▶ [Problem requirements]: Please return all of the records that follow, exactly as written.

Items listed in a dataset
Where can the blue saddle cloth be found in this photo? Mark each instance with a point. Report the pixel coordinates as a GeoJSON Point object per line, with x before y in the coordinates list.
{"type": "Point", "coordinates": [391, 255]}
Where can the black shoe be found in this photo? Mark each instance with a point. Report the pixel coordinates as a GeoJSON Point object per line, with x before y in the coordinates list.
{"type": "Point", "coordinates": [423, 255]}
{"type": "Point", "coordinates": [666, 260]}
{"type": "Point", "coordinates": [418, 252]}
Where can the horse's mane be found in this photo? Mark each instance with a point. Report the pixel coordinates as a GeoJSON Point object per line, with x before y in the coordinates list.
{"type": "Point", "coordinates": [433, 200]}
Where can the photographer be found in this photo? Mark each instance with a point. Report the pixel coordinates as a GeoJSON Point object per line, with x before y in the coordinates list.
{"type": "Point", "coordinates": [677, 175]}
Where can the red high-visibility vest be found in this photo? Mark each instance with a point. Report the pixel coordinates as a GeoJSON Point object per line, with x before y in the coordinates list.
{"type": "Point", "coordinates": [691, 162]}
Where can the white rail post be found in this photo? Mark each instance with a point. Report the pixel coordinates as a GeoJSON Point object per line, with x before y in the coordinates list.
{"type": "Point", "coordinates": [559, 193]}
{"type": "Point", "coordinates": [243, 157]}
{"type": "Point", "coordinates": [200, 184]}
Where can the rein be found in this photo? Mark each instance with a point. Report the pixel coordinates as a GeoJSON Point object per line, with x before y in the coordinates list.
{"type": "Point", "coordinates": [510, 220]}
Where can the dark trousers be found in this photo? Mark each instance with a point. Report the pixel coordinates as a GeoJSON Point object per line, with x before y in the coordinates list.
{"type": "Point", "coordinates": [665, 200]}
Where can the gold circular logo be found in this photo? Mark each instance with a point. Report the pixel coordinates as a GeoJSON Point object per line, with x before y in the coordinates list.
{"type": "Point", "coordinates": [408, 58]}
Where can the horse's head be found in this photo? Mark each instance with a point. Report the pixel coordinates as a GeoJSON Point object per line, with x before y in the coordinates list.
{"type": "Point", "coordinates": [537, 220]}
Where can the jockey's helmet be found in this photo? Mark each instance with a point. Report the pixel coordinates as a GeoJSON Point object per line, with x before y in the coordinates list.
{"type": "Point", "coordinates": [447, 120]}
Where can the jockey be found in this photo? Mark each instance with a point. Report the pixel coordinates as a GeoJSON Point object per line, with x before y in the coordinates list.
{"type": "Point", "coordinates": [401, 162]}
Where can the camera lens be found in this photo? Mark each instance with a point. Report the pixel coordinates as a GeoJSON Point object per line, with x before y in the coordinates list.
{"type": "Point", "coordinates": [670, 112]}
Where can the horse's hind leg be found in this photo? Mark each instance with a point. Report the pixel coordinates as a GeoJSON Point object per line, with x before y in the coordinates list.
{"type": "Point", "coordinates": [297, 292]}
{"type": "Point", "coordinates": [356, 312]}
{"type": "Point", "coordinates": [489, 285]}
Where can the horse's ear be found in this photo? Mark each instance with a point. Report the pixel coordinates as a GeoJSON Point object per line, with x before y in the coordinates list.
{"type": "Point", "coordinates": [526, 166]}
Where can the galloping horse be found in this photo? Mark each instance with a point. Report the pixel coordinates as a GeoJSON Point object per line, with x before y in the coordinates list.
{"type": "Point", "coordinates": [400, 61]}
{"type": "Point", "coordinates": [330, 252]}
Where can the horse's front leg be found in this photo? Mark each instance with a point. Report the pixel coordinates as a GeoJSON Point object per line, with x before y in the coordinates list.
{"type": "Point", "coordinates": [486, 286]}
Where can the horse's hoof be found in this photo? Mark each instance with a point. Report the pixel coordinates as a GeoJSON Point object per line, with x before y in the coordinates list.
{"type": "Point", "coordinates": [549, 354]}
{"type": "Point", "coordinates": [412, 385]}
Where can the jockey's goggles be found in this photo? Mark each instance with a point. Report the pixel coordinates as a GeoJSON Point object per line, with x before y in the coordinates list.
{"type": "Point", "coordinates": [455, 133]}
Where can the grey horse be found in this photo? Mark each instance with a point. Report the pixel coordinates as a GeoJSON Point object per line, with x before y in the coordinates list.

▶ [Task solution]:
Where can the blue saddle cloth be found in this photo? Mark each instance with a point. Report the pixel coordinates as a GeoJSON Point object per line, with x before y in the coordinates list.
{"type": "Point", "coordinates": [391, 255]}
Where can the black shoe be found in this photo? Mark each instance with a point. Report the pixel coordinates as a GeoJSON Point object per line, with x before y in the coordinates list.
{"type": "Point", "coordinates": [423, 255]}
{"type": "Point", "coordinates": [666, 260]}
{"type": "Point", "coordinates": [418, 252]}
Where can the horse's mane be found in this photo? Mark each instance with a point. Report the pixel coordinates as a GeoJSON Point object per line, with x before y in the coordinates list.
{"type": "Point", "coordinates": [433, 200]}
Where can the photographer be found in this photo? Mark each instance with a point. Report the pixel coordinates as a GeoJSON Point object per line, with x before y in the coordinates list.
{"type": "Point", "coordinates": [677, 175]}
Where can the red high-visibility vest be found in this photo? Mark each instance with a point. Report the pixel coordinates as a GeoJSON Point object per line, with x before y in the coordinates list.
{"type": "Point", "coordinates": [691, 162]}
Where can the white rail post be found in this photo? Mark each instance with a point. Report the pixel coordinates as a GeoJSON Point object per line, with x before y in the coordinates list.
{"type": "Point", "coordinates": [559, 193]}
{"type": "Point", "coordinates": [243, 157]}
{"type": "Point", "coordinates": [200, 184]}
Where can the rein be found in this photo? Mark each instance with a point. Report the pixel coordinates as a GeoJSON Point object per line, with x before y in the coordinates list.
{"type": "Point", "coordinates": [510, 220]}
Where can the dark trousers be found in this photo? Mark each instance with a point. Report the pixel coordinates as a GeoJSON Point object per line, with x before y in the coordinates list.
{"type": "Point", "coordinates": [665, 200]}
Where can the gold circular logo be found in this photo? Mark each instance with a point. Report the pixel coordinates as a GeoJSON Point object per line, with x before y in the coordinates list.
{"type": "Point", "coordinates": [408, 58]}
Where can the horse's head be found in this photo? Mark each instance with a point. Report the pixel coordinates as a GeoJSON Point object per line, with x before y in the coordinates list.
{"type": "Point", "coordinates": [537, 220]}
Where can the jockey's helmet be found in this photo? Mark each instance with a point. Report the pixel coordinates as a GeoJSON Point object per line, with x before y in the coordinates list.
{"type": "Point", "coordinates": [447, 120]}
Where can the jockey be found in this photo? Mark each instance with a point. Report the pixel coordinates as a GeoJSON Point object per line, with x before y in the coordinates list.
{"type": "Point", "coordinates": [401, 162]}
Where can the camera lens be found in this photo? Mark each instance with a point. Report the pixel coordinates as a GeoJSON Point object per line, with x before y in the coordinates list.
{"type": "Point", "coordinates": [670, 112]}
Where can the horse's hind leg be found in this photo? Mark each instance with a point. Report the pixel coordinates as a GeoJSON Point object per line, with x before y in the coordinates list.
{"type": "Point", "coordinates": [297, 292]}
{"type": "Point", "coordinates": [356, 312]}
{"type": "Point", "coordinates": [489, 285]}
Where can the horse's ear be found in this photo? Mark each instance with a point. Report the pixel coordinates as a GeoJSON Point object per line, with x before y in the coordinates list.
{"type": "Point", "coordinates": [526, 166]}
Where can the galloping horse be found in this photo? Mark each instance with a point. Report the pixel coordinates as a GeoJSON Point object per line, with x before y in the coordinates list.
{"type": "Point", "coordinates": [400, 61]}
{"type": "Point", "coordinates": [330, 252]}
Where can the horse's front leg be found in this photo? Mark each instance with a point. Report the pixel coordinates as a GeoJSON Point object per line, with x before y in the coordinates list.
{"type": "Point", "coordinates": [486, 286]}
Where can the horse's hoof be found in this photo? Mark each instance with a point. Report the pixel coordinates as a GeoJSON Point object per line, with x before y in the coordinates list.
{"type": "Point", "coordinates": [549, 354]}
{"type": "Point", "coordinates": [412, 385]}
Where can the jockey's goggles be found in this photo? Mark each instance with a point. Report the pixel coordinates as a GeoJSON Point object per line, with x before y in the coordinates list.
{"type": "Point", "coordinates": [455, 133]}
Where can the grey horse be found in this photo? Mark each instance with a point. Report the pixel coordinates as a GeoJSON Point object per line, with x before y in the coordinates list.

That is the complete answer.